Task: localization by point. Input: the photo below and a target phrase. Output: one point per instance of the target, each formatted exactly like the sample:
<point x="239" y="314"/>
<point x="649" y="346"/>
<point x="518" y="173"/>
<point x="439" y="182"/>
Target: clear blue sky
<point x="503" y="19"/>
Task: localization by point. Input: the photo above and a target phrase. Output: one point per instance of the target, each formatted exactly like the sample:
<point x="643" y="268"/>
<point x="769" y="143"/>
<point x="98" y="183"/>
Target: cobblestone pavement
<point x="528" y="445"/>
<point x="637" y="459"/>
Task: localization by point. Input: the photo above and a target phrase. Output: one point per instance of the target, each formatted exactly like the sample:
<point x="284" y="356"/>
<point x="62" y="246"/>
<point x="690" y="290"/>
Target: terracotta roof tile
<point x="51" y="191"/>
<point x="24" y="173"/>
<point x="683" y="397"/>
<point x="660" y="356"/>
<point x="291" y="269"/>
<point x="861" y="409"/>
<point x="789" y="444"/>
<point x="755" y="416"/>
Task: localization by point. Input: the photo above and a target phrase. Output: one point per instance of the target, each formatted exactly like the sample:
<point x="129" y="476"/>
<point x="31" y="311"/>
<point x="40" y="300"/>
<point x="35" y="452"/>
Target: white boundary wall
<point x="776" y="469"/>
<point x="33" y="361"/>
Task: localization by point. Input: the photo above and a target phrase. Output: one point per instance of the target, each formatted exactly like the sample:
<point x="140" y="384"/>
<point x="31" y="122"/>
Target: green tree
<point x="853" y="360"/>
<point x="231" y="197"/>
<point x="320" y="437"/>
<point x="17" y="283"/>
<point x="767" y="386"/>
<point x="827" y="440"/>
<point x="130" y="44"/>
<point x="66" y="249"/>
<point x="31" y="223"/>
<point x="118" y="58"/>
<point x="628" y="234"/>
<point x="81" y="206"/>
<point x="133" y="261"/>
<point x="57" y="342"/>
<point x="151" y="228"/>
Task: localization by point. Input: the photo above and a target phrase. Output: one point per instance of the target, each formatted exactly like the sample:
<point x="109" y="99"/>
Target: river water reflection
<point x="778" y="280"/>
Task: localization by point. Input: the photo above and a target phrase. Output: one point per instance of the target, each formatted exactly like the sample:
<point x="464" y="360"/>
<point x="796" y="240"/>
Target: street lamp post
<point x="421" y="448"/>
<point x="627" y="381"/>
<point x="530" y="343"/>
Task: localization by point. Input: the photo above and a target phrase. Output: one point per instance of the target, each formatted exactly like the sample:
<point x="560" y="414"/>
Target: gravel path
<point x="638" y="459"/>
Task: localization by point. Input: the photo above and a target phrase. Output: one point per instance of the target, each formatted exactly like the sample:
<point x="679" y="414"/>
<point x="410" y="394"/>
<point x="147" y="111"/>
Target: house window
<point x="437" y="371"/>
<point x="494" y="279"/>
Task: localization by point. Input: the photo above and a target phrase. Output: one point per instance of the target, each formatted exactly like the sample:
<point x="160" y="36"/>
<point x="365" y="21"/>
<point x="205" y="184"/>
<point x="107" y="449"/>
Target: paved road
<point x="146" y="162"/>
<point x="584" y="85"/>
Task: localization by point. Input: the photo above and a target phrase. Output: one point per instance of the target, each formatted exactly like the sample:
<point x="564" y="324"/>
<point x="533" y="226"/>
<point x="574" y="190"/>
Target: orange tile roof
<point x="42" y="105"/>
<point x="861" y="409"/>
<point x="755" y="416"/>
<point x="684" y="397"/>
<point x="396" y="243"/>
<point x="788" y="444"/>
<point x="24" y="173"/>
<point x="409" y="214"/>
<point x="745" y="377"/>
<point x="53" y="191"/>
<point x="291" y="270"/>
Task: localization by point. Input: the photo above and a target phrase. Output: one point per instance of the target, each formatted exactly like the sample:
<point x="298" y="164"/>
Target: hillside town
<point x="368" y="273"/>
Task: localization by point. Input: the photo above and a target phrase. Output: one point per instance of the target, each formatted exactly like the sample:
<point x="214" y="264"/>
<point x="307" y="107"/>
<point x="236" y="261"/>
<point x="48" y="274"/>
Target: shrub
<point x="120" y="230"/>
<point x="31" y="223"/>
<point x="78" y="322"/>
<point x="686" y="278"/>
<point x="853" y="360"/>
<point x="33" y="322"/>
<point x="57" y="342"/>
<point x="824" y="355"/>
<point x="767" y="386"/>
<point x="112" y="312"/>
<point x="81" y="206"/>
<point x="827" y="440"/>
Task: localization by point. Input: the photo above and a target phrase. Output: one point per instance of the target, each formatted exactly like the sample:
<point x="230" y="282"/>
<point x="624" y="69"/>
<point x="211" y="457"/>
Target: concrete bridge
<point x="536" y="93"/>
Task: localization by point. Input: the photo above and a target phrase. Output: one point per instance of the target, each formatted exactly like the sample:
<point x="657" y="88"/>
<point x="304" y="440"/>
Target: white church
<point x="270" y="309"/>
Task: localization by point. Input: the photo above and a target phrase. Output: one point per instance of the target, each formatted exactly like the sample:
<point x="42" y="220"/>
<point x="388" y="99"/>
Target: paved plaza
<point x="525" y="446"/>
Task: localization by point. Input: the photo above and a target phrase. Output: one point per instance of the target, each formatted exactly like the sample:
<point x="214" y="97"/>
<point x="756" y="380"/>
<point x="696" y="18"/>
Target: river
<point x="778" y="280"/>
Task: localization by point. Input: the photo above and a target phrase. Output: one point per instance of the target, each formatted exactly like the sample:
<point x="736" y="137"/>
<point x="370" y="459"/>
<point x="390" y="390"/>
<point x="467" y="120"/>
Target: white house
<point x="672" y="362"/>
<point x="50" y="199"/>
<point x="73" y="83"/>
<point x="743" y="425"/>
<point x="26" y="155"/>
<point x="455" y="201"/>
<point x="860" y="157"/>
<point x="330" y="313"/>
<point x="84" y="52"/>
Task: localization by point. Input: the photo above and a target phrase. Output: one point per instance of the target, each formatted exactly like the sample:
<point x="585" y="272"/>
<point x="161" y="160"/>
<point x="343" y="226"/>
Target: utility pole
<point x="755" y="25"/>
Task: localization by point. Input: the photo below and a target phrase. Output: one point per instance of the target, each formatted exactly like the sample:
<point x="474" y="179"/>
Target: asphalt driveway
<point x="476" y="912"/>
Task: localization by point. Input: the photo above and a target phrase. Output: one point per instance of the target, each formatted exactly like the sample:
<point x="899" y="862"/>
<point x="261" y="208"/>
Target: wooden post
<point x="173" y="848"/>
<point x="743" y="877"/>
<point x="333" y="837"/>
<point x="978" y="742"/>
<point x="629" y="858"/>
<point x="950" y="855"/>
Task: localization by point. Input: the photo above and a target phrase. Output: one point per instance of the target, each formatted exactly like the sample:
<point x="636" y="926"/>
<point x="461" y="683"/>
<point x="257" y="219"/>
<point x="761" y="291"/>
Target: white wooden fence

### Your instructions:
Keep every word the same. Retype all the material.

### Solution to this exercise:
Task: localization by point. Input: the photo below and a target phrase. Output: one point per instance of the target, each formatted exactly like the sample:
<point x="239" y="314"/>
<point x="649" y="346"/>
<point x="518" y="173"/>
<point x="439" y="182"/>
Target: clear blue sky
<point x="503" y="19"/>
Task: localization by point. Input: the photo above and a target phrase. Output: one point per instance of the target, each formatted exactly like the sample:
<point x="643" y="268"/>
<point x="769" y="143"/>
<point x="98" y="183"/>
Target: cobblestone pavement
<point x="528" y="445"/>
<point x="637" y="459"/>
Task: localization by point. Input: the photo above and a target phrase. Output: one point per instance of the target, each formatted exactly like the sample:
<point x="284" y="356"/>
<point x="62" y="246"/>
<point x="690" y="290"/>
Target: terracotta roof tile
<point x="51" y="191"/>
<point x="24" y="173"/>
<point x="683" y="397"/>
<point x="660" y="356"/>
<point x="291" y="269"/>
<point x="861" y="409"/>
<point x="789" y="444"/>
<point x="755" y="416"/>
Task: localization by point. Input: the photo above and a target phrase. Output: one point per instance of the target, each formatted exactly like the sample:
<point x="129" y="476"/>
<point x="31" y="311"/>
<point x="40" y="300"/>
<point x="35" y="452"/>
Target: white boundary wall
<point x="776" y="469"/>
<point x="33" y="361"/>
Task: localization by point. Input: the photo above and a target phrase. Output: one point per instance of the target, each formatted exactly like the sample:
<point x="140" y="384"/>
<point x="31" y="122"/>
Target: green tree
<point x="853" y="360"/>
<point x="231" y="197"/>
<point x="320" y="437"/>
<point x="17" y="283"/>
<point x="767" y="386"/>
<point x="827" y="440"/>
<point x="130" y="44"/>
<point x="66" y="249"/>
<point x="31" y="223"/>
<point x="118" y="58"/>
<point x="628" y="234"/>
<point x="81" y="206"/>
<point x="133" y="261"/>
<point x="57" y="342"/>
<point x="151" y="228"/>
Task: localization by point. Input: the photo above and a target phrase. Output: one point per instance of the target, each formatted exactly like the sample:
<point x="109" y="99"/>
Target: river water reflection
<point x="778" y="280"/>
Task: localization by point. Input: the photo above and a target phrase. Output: one point per instance of the target, each formatted exactly like the sample:
<point x="464" y="360"/>
<point x="796" y="240"/>
Target: street lamp post
<point x="421" y="448"/>
<point x="627" y="381"/>
<point x="530" y="343"/>
Task: localization by point. Input: the photo above and a target phrase. Output: one point per instance of the target, each formatted exactly like the sample:
<point x="560" y="414"/>
Target: gravel path
<point x="638" y="459"/>
Task: localization by point. Input: the photo above and a target phrase. Output: one point per instance of the target, each formatted exactly like the sample:
<point x="679" y="414"/>
<point x="410" y="394"/>
<point x="147" y="111"/>
Target: house window
<point x="437" y="371"/>
<point x="494" y="279"/>
Task: localization by point. Input: the photo above and a target phrase. Output: one point per instance of the target, each formatted exactly like the sample:
<point x="160" y="36"/>
<point x="365" y="21"/>
<point x="205" y="184"/>
<point x="107" y="449"/>
Target: paved road
<point x="146" y="162"/>
<point x="584" y="85"/>
Task: localization by point. Input: the photo above and a target phrase. Output: one point per instance of the target, each formatted exactly like the sample:
<point x="564" y="324"/>
<point x="533" y="226"/>
<point x="574" y="190"/>
Target: orange tile roof
<point x="42" y="105"/>
<point x="861" y="409"/>
<point x="755" y="416"/>
<point x="684" y="397"/>
<point x="396" y="243"/>
<point x="788" y="444"/>
<point x="24" y="173"/>
<point x="409" y="214"/>
<point x="745" y="377"/>
<point x="53" y="191"/>
<point x="291" y="270"/>
Task: localization by point. Input: the photo above and a target phrase. Output: one point per instance of the target, each formatted exactly like the sample:
<point x="298" y="164"/>
Target: hillside town
<point x="368" y="273"/>
Task: localization by point. Input: the photo above and a target phrase. Output: one point per instance of the target, each formatted exactly like the sample:
<point x="214" y="264"/>
<point x="307" y="107"/>
<point x="236" y="261"/>
<point x="48" y="274"/>
Target: shrub
<point x="120" y="230"/>
<point x="31" y="223"/>
<point x="78" y="322"/>
<point x="686" y="278"/>
<point x="853" y="360"/>
<point x="33" y="322"/>
<point x="57" y="342"/>
<point x="824" y="355"/>
<point x="767" y="386"/>
<point x="112" y="312"/>
<point x="81" y="206"/>
<point x="827" y="440"/>
Task: localization by point. Input: the photo above and a target phrase. Output: one point per instance of the target, each formatted exactly like the sample:
<point x="230" y="282"/>
<point x="624" y="69"/>
<point x="211" y="457"/>
Target: concrete bridge
<point x="536" y="93"/>
Task: localization by point. Input: the photo above and a target phrase. Output: one point per instance of the target, each formatted exactly like the sample:
<point x="657" y="88"/>
<point x="304" y="440"/>
Target: white church
<point x="270" y="309"/>
Task: localization by point. Input: the photo above and a target phrase. Output: one point per instance of the target, each formatted exactly like the sample:
<point x="42" y="220"/>
<point x="388" y="99"/>
Target: paved plaza
<point x="525" y="446"/>
Task: localization by point. Input: the photo above and a target phrase. Output: one point per instance of the target, each formatted exactly like the sample:
<point x="214" y="97"/>
<point x="756" y="380"/>
<point x="696" y="18"/>
Target: river
<point x="778" y="280"/>
Task: localization by point. Input: the photo above and a target phrase. Output: one point per instance of the target, each formatted exactly like the sample:
<point x="736" y="137"/>
<point x="370" y="459"/>
<point x="390" y="390"/>
<point x="467" y="120"/>
Target: white house
<point x="672" y="362"/>
<point x="50" y="199"/>
<point x="73" y="83"/>
<point x="743" y="425"/>
<point x="26" y="155"/>
<point x="455" y="201"/>
<point x="860" y="157"/>
<point x="330" y="313"/>
<point x="84" y="52"/>
Task: localization by point. Input: the photo above and a target phrase. Output: one point per instance of the target, each formatted exactly like the sample:
<point x="585" y="272"/>
<point x="161" y="160"/>
<point x="343" y="226"/>
Target: utility pole
<point x="755" y="25"/>
Task: localization by point. Input: the photo below and a target phrase. Output: one point per instance of the target, each formatted exactly like the sample:
<point x="474" y="179"/>
Target: asphalt driveway
<point x="476" y="912"/>
Task: localization by point. Input: the photo above and a target phrase. Output: one point per instance of the target, each formatted exactly like the sample:
<point x="899" y="862"/>
<point x="261" y="208"/>
Target: wooden post
<point x="173" y="848"/>
<point x="743" y="877"/>
<point x="333" y="837"/>
<point x="978" y="742"/>
<point x="629" y="858"/>
<point x="950" y="855"/>
Task: localization by point. Input: the photo above and a target phrase. Output: one point per instance of the target, each formatted exactly like the sample:
<point x="636" y="926"/>
<point x="461" y="683"/>
<point x="257" y="219"/>
<point x="761" y="291"/>
Target: white wooden fence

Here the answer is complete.